Challenge:
Rewrite every line of the items below as a JSON list of strings, one string per line, with blank lines and the pictures left out.

Data entries:
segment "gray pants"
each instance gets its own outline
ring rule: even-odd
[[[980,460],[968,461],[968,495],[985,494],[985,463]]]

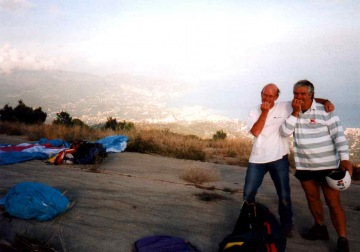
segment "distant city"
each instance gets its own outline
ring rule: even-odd
[[[1,75],[0,86],[1,107],[16,106],[22,100],[33,108],[41,107],[48,115],[47,123],[56,118],[56,113],[66,111],[89,125],[105,123],[112,117],[119,121],[162,124],[180,133],[203,137],[220,129],[231,136],[246,132],[246,111],[243,118],[234,118],[215,114],[203,106],[169,107],[163,101],[165,94],[157,91],[162,87],[144,88],[140,80],[128,76],[114,80],[86,73],[18,71]],[[340,113],[345,128],[360,128],[359,106],[336,104],[337,111],[346,112]]]

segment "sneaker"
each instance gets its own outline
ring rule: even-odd
[[[315,240],[329,240],[329,233],[325,225],[315,225],[309,230],[309,232],[302,235],[302,238],[305,240],[315,241]]]
[[[336,245],[336,252],[349,252],[349,242],[345,237],[339,237]]]
[[[286,238],[292,238],[294,236],[292,233],[292,229],[284,229],[284,234]]]

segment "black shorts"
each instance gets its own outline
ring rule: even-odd
[[[315,180],[320,184],[323,184],[326,183],[326,176],[329,175],[332,171],[336,171],[336,170],[337,169],[320,170],[320,171],[296,170],[295,177],[300,181]]]

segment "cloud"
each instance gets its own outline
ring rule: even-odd
[[[67,63],[64,58],[19,51],[9,44],[0,47],[0,73],[11,73],[13,70],[53,70],[64,63]]]
[[[7,11],[18,11],[29,9],[33,6],[27,0],[0,0],[0,10],[7,10]]]

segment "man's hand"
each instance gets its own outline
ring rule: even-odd
[[[333,112],[335,110],[334,104],[332,104],[329,100],[324,103],[324,108],[327,113]]]
[[[352,176],[353,166],[352,166],[352,164],[350,163],[349,160],[342,160],[341,161],[341,169],[343,171],[347,170],[350,173],[350,176]]]
[[[304,102],[302,100],[298,100],[298,99],[293,99],[291,102],[291,106],[293,107],[293,112],[292,115],[295,117],[298,117],[301,111],[301,105]]]
[[[263,103],[261,103],[260,109],[261,109],[262,112],[269,112],[269,110],[270,110],[270,103],[268,103],[268,102],[263,102]]]

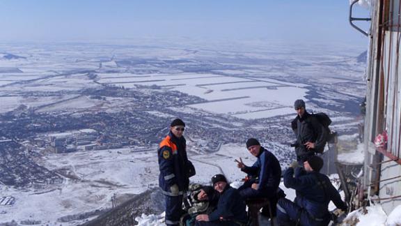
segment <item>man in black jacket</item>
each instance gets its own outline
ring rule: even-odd
[[[297,116],[292,122],[297,136],[293,146],[295,147],[297,160],[302,164],[308,157],[314,156],[316,150],[324,148],[329,135],[317,119],[306,111],[304,100],[295,100],[294,107]]]
[[[198,215],[195,225],[239,226],[245,225],[247,221],[245,202],[237,189],[230,186],[226,176],[223,174],[213,176],[212,182],[214,190],[220,193],[217,209],[210,214]]]
[[[309,157],[304,168],[297,167],[296,163],[285,171],[283,179],[285,187],[295,189],[297,197],[294,202],[285,198],[278,199],[277,221],[281,226],[327,225],[330,222],[330,201],[343,211],[347,210],[347,204],[329,177],[319,172],[323,166],[320,157]]]

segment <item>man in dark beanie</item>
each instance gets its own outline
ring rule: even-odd
[[[247,221],[245,210],[246,206],[238,190],[230,186],[226,176],[223,174],[213,176],[212,183],[214,190],[220,193],[217,208],[209,214],[198,215],[195,225],[239,226],[245,225]]]
[[[294,189],[297,197],[294,202],[285,198],[278,199],[279,225],[327,225],[331,218],[328,209],[330,201],[337,208],[347,211],[347,204],[341,200],[329,177],[319,172],[322,166],[323,160],[314,156],[304,163],[304,168],[292,165],[285,171],[284,185]]]
[[[276,216],[276,203],[283,192],[278,188],[281,179],[281,167],[276,156],[260,146],[259,141],[249,138],[246,141],[246,149],[256,157],[256,161],[251,167],[245,165],[242,159],[235,160],[237,166],[241,171],[248,174],[248,180],[238,188],[244,199],[266,197],[270,199],[273,216],[268,214],[268,210],[263,209],[262,213],[272,219]]]
[[[187,142],[183,133],[185,123],[180,119],[170,124],[170,131],[157,151],[159,185],[166,195],[166,225],[178,225],[182,214],[182,196],[188,190],[189,177],[195,168],[187,156]]]
[[[319,120],[306,111],[303,100],[295,100],[294,108],[297,117],[291,122],[291,126],[297,141],[292,146],[295,147],[297,160],[302,164],[316,151],[322,152],[329,135]]]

Exercise output:
[
  "segment \"gray pants\"",
  "each instance gets its own outline",
  "ring rule: even-odd",
  "[[[980,460],[968,461],[968,495],[985,494],[985,463]]]",
  "segment \"distant city\"",
  "each instance gets its own outline",
  "ring rule: even-odd",
  "[[[1,75],[0,86],[1,107],[16,106],[22,100],[33,108],[41,107],[48,115],[47,123],[56,118],[56,113],[66,111],[89,125],[105,123],[112,117],[119,121],[162,124],[180,133],[203,137],[220,129],[231,136],[246,132],[246,111],[243,118],[234,118],[215,114],[203,106],[169,107],[163,101],[165,94],[157,91],[162,87],[144,88],[140,80],[128,76],[114,80],[86,73],[18,71]],[[340,113],[345,128],[360,128],[359,106],[336,104],[337,111],[346,112]]]",
  "segment \"sneaker\"",
  "each instance gets its own outline",
  "ring rule: even-odd",
  "[[[315,240],[329,240],[329,233],[325,225],[315,225],[309,230],[309,232],[302,235],[302,238],[305,240],[315,241]]]",
  "[[[336,245],[336,252],[349,252],[349,242],[345,237],[339,237]]]",
  "[[[286,238],[292,238],[294,236],[292,233],[292,229],[284,229],[284,234]]]",
  "segment \"black shorts\"",
  "each instance gets its own outline",
  "ring rule: even-odd",
  "[[[315,180],[320,184],[323,184],[326,183],[326,176],[329,175],[332,171],[336,171],[336,170],[337,169],[320,170],[320,171],[296,170],[295,177],[300,181]]]",
  "segment \"cloud\"",
  "each instance gets its own outline",
  "ring rule: even-odd",
  "[[[67,63],[64,58],[19,51],[9,44],[0,47],[0,73],[11,73],[13,70],[53,70],[64,63]]]",
  "[[[7,11],[18,11],[29,9],[33,6],[27,0],[0,0],[0,10],[7,10]]]",
  "segment \"man's hand\"",
  "each instance gets its own outline",
  "ring rule: even-odd",
  "[[[333,112],[335,110],[334,104],[332,104],[329,100],[324,103],[324,108],[327,113]]]",
  "[[[352,176],[353,166],[352,166],[352,164],[350,163],[349,160],[342,160],[341,161],[341,169],[343,171],[347,170],[350,173],[350,176]]]",
  "[[[304,102],[302,100],[298,100],[298,99],[293,99],[291,102],[291,106],[293,107],[293,112],[292,115],[295,117],[298,117],[301,111],[301,105]]]",
  "[[[263,103],[261,103],[260,109],[261,109],[262,112],[269,112],[269,110],[270,110],[270,103],[268,103],[268,102],[263,102]]]",
  "segment <item>man in black jacket</item>",
  "each instance gets its own outline",
  "ring rule: even-odd",
  "[[[297,116],[292,122],[297,136],[293,146],[295,147],[297,160],[302,164],[308,157],[314,156],[316,150],[324,148],[329,135],[317,119],[306,111],[304,100],[295,100],[294,107]]]",
  "[[[198,215],[195,225],[239,226],[245,225],[247,221],[245,202],[237,189],[230,186],[226,176],[223,174],[213,176],[212,182],[214,190],[220,193],[217,209],[210,214]]]",
  "[[[309,157],[304,168],[297,167],[296,163],[285,171],[283,179],[285,187],[295,189],[297,197],[294,202],[285,198],[278,199],[277,221],[281,226],[327,225],[330,222],[330,201],[343,211],[347,210],[347,204],[329,177],[319,172],[323,166],[320,157]]]",
  "segment <item>man in dark beanie</item>",
  "each instance gets its own outline",
  "ring rule: even-odd",
  "[[[247,221],[245,210],[246,206],[238,190],[230,186],[226,176],[223,174],[213,176],[212,183],[214,190],[220,193],[217,208],[209,214],[198,215],[195,225],[239,226],[245,225]]]",
  "[[[294,189],[297,197],[294,202],[285,198],[278,199],[279,225],[327,225],[331,218],[328,209],[330,201],[337,208],[347,211],[347,204],[341,200],[329,177],[319,172],[322,166],[323,160],[314,156],[304,163],[304,168],[292,165],[285,171],[284,185]]]",
  "[[[276,216],[276,203],[283,192],[278,188],[281,179],[281,167],[276,156],[260,146],[259,141],[249,138],[246,141],[246,149],[256,157],[256,161],[251,167],[245,165],[242,159],[235,160],[237,166],[241,171],[248,174],[248,180],[238,188],[244,199],[266,197],[270,199],[273,216],[268,214],[268,210],[263,209],[262,213],[272,219]]]",
  "[[[187,142],[183,133],[185,123],[180,119],[170,124],[170,131],[157,151],[159,185],[166,195],[166,225],[178,225],[182,214],[182,196],[188,190],[189,177],[195,168],[187,156]]]",
  "[[[319,120],[306,111],[303,100],[295,100],[294,108],[297,117],[291,122],[291,126],[297,141],[292,146],[295,147],[297,160],[302,164],[316,151],[322,152],[329,135]]]"
]